Excerpted passage =>
------------

Local developer ends his third attempt to build a racetrack and casino near this hallowed Civil War battlefield.
On June 14, 2017, businessman David LeVan cancelled his proposal to build a casino and racetrack near Gettysburg National Military Park. Referred to as the Mason-Dixon Downs proposal, the project was LeVan’s third attempt at building a casino near Gettysburg, a site that remembers those who fought and died in the bloodiest battle of the Civil War.
Thousands of heritage preservation advocates spoke out against this ill-conceived project. This casino proposal was the wrong choice for Gettysburg because:
- Gettysburg National Military Park attracts over 1 million visitors each year and provides proven economic benefits to the community through heritage tourism.
- A casino could have spurred a ripple effect of future development between the proposed build site and the national park that would be incompatible with the rural and historic nature of the surrounding landscape.
- The rural townships in the park’s southern communities are not currently equipped to manage the infrastructure needs of such ripple effect development, which would have placed a burden on township funds and tax dollars.
- Gettysburg Battlefield is a memorial to the fallen and a sacred place to reflect on essential lessons of our nation’s past. The town is a family-friendly, hospitable destination. A race track and casino can be located many places — but there’s only one Gettysburg.

------------

Records shown =>
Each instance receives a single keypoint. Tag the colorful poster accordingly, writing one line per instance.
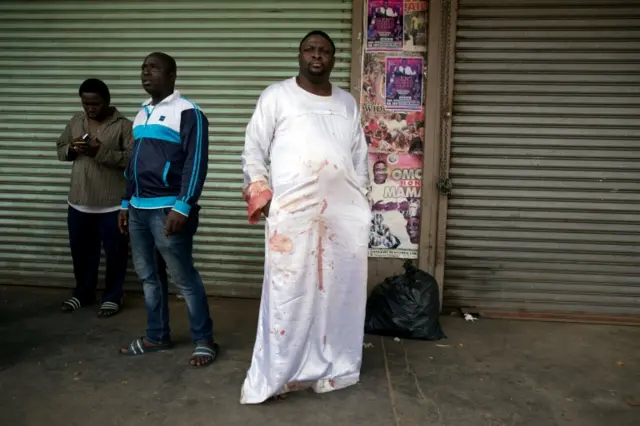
(373, 76)
(403, 85)
(385, 25)
(415, 25)
(396, 181)
(396, 132)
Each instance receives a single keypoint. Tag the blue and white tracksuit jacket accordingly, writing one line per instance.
(169, 162)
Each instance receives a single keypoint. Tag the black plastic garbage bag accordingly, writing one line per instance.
(406, 306)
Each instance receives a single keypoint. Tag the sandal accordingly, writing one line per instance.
(70, 305)
(142, 346)
(108, 309)
(205, 353)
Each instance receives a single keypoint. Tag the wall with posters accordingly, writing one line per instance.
(392, 104)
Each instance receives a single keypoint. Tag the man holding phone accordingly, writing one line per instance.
(98, 142)
(160, 211)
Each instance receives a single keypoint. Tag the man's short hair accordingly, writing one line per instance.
(167, 60)
(321, 34)
(93, 85)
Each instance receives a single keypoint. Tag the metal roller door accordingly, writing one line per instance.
(227, 53)
(545, 158)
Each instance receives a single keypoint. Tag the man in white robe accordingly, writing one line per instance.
(314, 196)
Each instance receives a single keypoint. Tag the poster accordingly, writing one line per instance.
(415, 25)
(385, 24)
(398, 132)
(396, 181)
(403, 83)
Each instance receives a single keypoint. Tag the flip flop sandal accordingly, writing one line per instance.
(137, 348)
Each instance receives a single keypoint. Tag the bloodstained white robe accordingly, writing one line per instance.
(311, 324)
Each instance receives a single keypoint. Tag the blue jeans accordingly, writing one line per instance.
(146, 228)
(88, 233)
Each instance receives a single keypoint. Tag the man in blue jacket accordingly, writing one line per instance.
(166, 173)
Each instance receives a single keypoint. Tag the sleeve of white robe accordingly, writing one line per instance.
(360, 153)
(258, 139)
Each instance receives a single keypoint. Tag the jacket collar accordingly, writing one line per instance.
(175, 95)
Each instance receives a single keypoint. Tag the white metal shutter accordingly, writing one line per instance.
(545, 161)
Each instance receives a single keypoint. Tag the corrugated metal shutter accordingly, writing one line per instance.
(545, 158)
(227, 53)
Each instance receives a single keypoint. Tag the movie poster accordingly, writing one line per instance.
(403, 83)
(415, 25)
(395, 132)
(396, 181)
(385, 25)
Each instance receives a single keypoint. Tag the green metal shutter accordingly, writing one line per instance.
(545, 158)
(227, 53)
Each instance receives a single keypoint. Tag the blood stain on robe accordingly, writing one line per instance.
(280, 243)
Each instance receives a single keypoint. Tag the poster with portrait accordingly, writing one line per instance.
(396, 181)
(403, 83)
(373, 78)
(395, 132)
(415, 25)
(385, 24)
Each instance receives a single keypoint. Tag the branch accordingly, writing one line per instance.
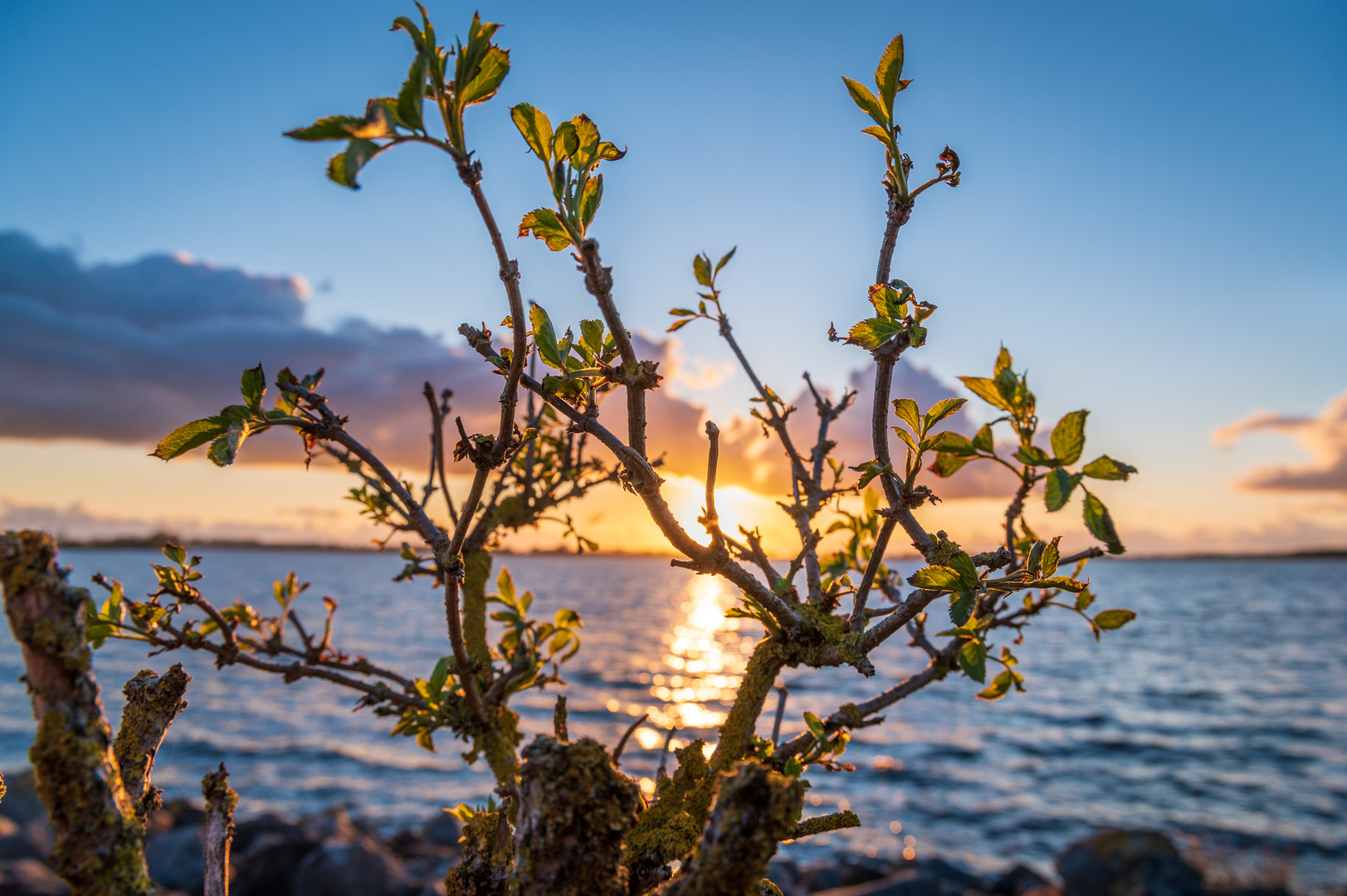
(153, 702)
(220, 829)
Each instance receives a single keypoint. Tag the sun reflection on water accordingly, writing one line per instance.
(705, 659)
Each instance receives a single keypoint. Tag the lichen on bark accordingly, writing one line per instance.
(574, 810)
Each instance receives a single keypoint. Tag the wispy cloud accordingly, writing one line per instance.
(1323, 436)
(127, 352)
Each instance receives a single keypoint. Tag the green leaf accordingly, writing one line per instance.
(190, 436)
(344, 166)
(1106, 468)
(488, 79)
(330, 129)
(961, 608)
(544, 226)
(1051, 557)
(702, 270)
(998, 688)
(1101, 523)
(412, 96)
(725, 259)
(873, 333)
(1035, 455)
(936, 578)
(973, 659)
(888, 302)
(864, 99)
(889, 71)
(535, 129)
(1115, 619)
(437, 679)
(908, 412)
(939, 411)
(1057, 488)
(962, 563)
(955, 444)
(253, 387)
(544, 337)
(1068, 437)
(590, 198)
(947, 465)
(985, 390)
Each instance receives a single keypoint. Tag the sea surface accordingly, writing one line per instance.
(1219, 714)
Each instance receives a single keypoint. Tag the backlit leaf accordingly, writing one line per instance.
(1115, 619)
(1106, 468)
(985, 390)
(1068, 437)
(1101, 523)
(1057, 488)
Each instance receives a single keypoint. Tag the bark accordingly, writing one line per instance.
(574, 811)
(220, 829)
(754, 810)
(97, 835)
(153, 702)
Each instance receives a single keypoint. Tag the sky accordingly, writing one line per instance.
(1150, 218)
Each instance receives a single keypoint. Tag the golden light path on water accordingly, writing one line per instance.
(704, 665)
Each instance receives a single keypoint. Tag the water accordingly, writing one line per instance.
(1221, 712)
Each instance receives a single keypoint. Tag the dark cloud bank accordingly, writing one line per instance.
(127, 352)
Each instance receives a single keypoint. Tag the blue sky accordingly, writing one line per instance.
(1150, 215)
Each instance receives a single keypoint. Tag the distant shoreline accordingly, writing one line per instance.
(158, 541)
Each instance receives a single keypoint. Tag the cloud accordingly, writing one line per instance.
(1323, 436)
(127, 352)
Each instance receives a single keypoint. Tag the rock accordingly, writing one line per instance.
(177, 859)
(910, 881)
(349, 867)
(21, 803)
(1120, 863)
(1018, 880)
(30, 878)
(268, 865)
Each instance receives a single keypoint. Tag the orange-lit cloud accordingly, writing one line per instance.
(1323, 436)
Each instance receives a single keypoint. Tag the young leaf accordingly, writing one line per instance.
(864, 99)
(330, 129)
(1057, 488)
(544, 226)
(252, 386)
(535, 129)
(190, 436)
(544, 337)
(1101, 524)
(936, 578)
(889, 71)
(1106, 468)
(873, 333)
(947, 464)
(939, 411)
(702, 270)
(1115, 619)
(985, 390)
(973, 659)
(1051, 557)
(1068, 437)
(998, 688)
(908, 412)
(344, 166)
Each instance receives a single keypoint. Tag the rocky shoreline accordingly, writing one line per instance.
(333, 855)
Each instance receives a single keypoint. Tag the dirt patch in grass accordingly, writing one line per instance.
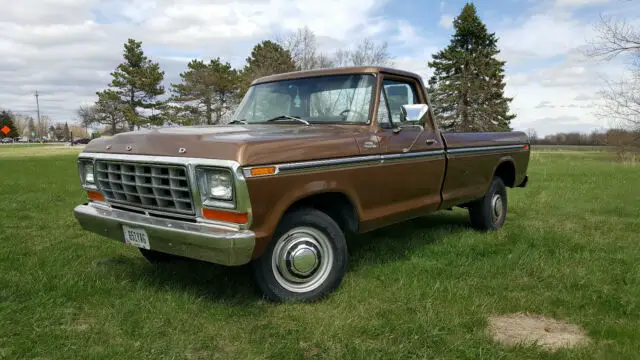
(524, 329)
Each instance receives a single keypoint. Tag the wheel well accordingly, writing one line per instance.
(507, 172)
(337, 205)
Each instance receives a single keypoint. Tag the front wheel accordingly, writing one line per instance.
(490, 212)
(305, 261)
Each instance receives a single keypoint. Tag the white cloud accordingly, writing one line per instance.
(575, 3)
(66, 49)
(446, 21)
(543, 36)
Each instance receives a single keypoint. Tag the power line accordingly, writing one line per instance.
(38, 106)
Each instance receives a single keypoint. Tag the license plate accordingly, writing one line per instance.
(135, 237)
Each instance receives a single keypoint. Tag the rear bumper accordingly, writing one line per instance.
(193, 240)
(524, 182)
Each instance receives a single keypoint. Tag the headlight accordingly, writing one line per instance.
(215, 184)
(87, 177)
(88, 173)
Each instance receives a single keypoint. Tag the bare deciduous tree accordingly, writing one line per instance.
(621, 97)
(532, 135)
(303, 46)
(85, 114)
(615, 37)
(369, 53)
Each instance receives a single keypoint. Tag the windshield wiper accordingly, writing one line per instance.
(287, 117)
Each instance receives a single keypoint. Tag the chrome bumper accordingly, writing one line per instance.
(193, 240)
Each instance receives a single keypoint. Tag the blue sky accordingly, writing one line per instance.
(66, 48)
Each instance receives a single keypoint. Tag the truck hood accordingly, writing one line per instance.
(248, 145)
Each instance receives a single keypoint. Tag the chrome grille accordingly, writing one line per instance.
(151, 186)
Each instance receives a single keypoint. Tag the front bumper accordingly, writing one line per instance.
(193, 240)
(524, 181)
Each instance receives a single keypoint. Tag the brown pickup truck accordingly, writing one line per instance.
(308, 157)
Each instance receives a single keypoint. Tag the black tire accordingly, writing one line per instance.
(157, 257)
(490, 212)
(306, 240)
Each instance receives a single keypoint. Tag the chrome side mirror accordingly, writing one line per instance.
(413, 113)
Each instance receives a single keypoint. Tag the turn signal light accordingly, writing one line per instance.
(261, 171)
(95, 196)
(227, 216)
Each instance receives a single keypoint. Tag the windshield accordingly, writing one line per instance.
(326, 99)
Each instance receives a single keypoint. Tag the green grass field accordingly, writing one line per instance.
(424, 289)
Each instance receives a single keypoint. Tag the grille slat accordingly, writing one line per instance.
(158, 187)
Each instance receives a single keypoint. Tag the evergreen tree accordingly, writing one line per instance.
(6, 119)
(137, 82)
(207, 89)
(66, 132)
(31, 127)
(267, 58)
(110, 111)
(467, 87)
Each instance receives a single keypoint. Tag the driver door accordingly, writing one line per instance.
(413, 156)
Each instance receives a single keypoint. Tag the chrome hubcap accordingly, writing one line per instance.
(496, 207)
(302, 259)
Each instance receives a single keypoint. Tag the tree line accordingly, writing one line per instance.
(611, 137)
(28, 127)
(208, 91)
(467, 87)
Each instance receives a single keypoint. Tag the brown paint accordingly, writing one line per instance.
(381, 193)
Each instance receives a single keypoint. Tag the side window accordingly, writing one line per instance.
(383, 112)
(399, 93)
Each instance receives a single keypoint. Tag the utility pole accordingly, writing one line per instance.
(38, 105)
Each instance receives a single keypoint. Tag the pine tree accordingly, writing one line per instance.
(467, 87)
(6, 119)
(207, 89)
(137, 82)
(267, 58)
(66, 132)
(32, 128)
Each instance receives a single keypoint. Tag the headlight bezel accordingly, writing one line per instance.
(203, 175)
(82, 172)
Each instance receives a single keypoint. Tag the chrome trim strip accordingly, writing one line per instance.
(379, 159)
(328, 162)
(412, 155)
(484, 148)
(243, 203)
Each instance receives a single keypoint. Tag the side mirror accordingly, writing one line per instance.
(413, 113)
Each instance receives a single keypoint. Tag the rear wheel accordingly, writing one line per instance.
(305, 261)
(490, 212)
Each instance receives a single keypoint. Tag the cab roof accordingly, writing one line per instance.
(335, 71)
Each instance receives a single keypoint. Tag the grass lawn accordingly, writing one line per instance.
(424, 289)
(28, 150)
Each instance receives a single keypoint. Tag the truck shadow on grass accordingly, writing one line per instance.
(235, 285)
(400, 241)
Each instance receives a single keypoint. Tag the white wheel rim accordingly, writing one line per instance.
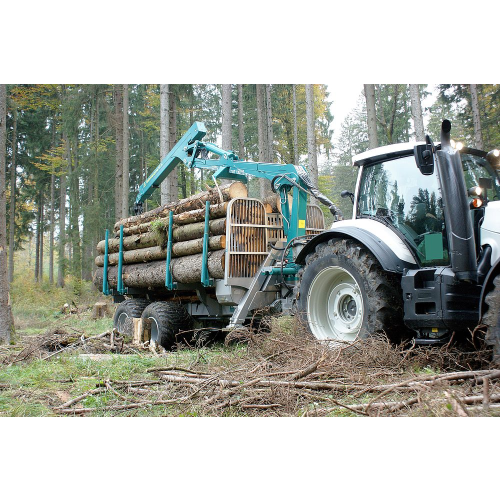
(335, 305)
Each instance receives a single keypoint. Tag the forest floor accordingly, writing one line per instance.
(67, 364)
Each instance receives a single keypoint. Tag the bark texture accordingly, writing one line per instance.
(476, 117)
(416, 112)
(216, 212)
(152, 274)
(371, 114)
(149, 254)
(5, 313)
(311, 138)
(228, 192)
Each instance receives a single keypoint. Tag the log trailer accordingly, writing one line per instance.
(421, 253)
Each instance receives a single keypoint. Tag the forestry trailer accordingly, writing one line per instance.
(421, 253)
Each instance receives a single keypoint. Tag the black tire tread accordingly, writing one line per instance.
(172, 318)
(385, 315)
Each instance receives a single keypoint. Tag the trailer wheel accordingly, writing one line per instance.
(492, 319)
(344, 294)
(126, 310)
(168, 321)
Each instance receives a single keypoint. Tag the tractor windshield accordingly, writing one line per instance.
(396, 192)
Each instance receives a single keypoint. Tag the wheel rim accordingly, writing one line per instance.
(335, 305)
(120, 321)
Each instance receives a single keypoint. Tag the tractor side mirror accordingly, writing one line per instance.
(424, 158)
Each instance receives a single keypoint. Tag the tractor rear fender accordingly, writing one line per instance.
(388, 248)
(487, 285)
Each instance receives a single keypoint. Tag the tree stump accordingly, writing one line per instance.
(100, 310)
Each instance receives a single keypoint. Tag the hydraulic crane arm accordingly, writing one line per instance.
(193, 152)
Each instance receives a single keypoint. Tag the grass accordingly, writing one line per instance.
(34, 387)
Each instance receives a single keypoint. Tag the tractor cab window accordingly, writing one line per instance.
(476, 167)
(396, 193)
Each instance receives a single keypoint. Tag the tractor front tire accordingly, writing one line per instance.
(344, 294)
(126, 310)
(168, 321)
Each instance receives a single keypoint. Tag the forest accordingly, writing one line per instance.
(72, 158)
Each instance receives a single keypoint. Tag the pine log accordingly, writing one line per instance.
(133, 242)
(197, 201)
(152, 274)
(216, 212)
(179, 249)
(155, 238)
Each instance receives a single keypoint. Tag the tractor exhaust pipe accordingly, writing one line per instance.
(461, 245)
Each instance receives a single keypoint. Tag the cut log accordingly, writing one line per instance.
(197, 201)
(159, 237)
(179, 249)
(133, 242)
(216, 212)
(152, 274)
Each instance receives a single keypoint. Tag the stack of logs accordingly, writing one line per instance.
(145, 241)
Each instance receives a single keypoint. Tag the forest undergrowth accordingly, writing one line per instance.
(64, 363)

------------

Work order A =>
Could you condense the paragraph in the text on the Gettysburg casino proposal that begins "On June 14, 2017" into a short bulleted list that keeps its main facts?
Work order B =>
Can you carry on the text on the Gettysburg casino proposal, starting after its final line?

Written reply A =>
- On June 14, 2017, businessman David LeVan cancelled his plan for a casino and racetrack near Gettysburg National Military Park.
- The project was called the Mason-Dixon Downs proposal.
- It was LeVan's third attempt to build a casino near Gettysburg.
- Gettysburg honors those who fought and died in the Civil War's bloodiest battle.

Written reply B =>
In the summer of 1863, the farming community of Gettysburg, Pennsylvania, became the site of the bloodiest battle in the Civil War. The fierce fighting left 51,000 soldiers wounded, killed or captured in its wake, turning farm fields into graveyards and churches into hospitals. The preservation of the battlefield and the establishment of Gettysburg National Cemetery are testaments to the resolve of Gettysburg residents to not only rebuild their town but also to honor the fallen. Today, over 1 million visitors come to this hallowed ground each year to learn about this pivotal and protected piece of American history.
No casino should be granted a Gettysburg address. Although this project was stopped, the state of Pennsylvania could allow more casino licenses in the future, keeping the possibility for a future project alive. NPCA remains vigilant against any such inappropriate development near this iconic national park.
More than 600 Pennsylvanians Speak Up for Gettysburg
National park advocates sent letters to the Freedom Township Supervisors, Pennsylvania Gaming Control Board and State Horse Racing Commission and asked them to vote NO on the Mason-Dixon Downs proposal.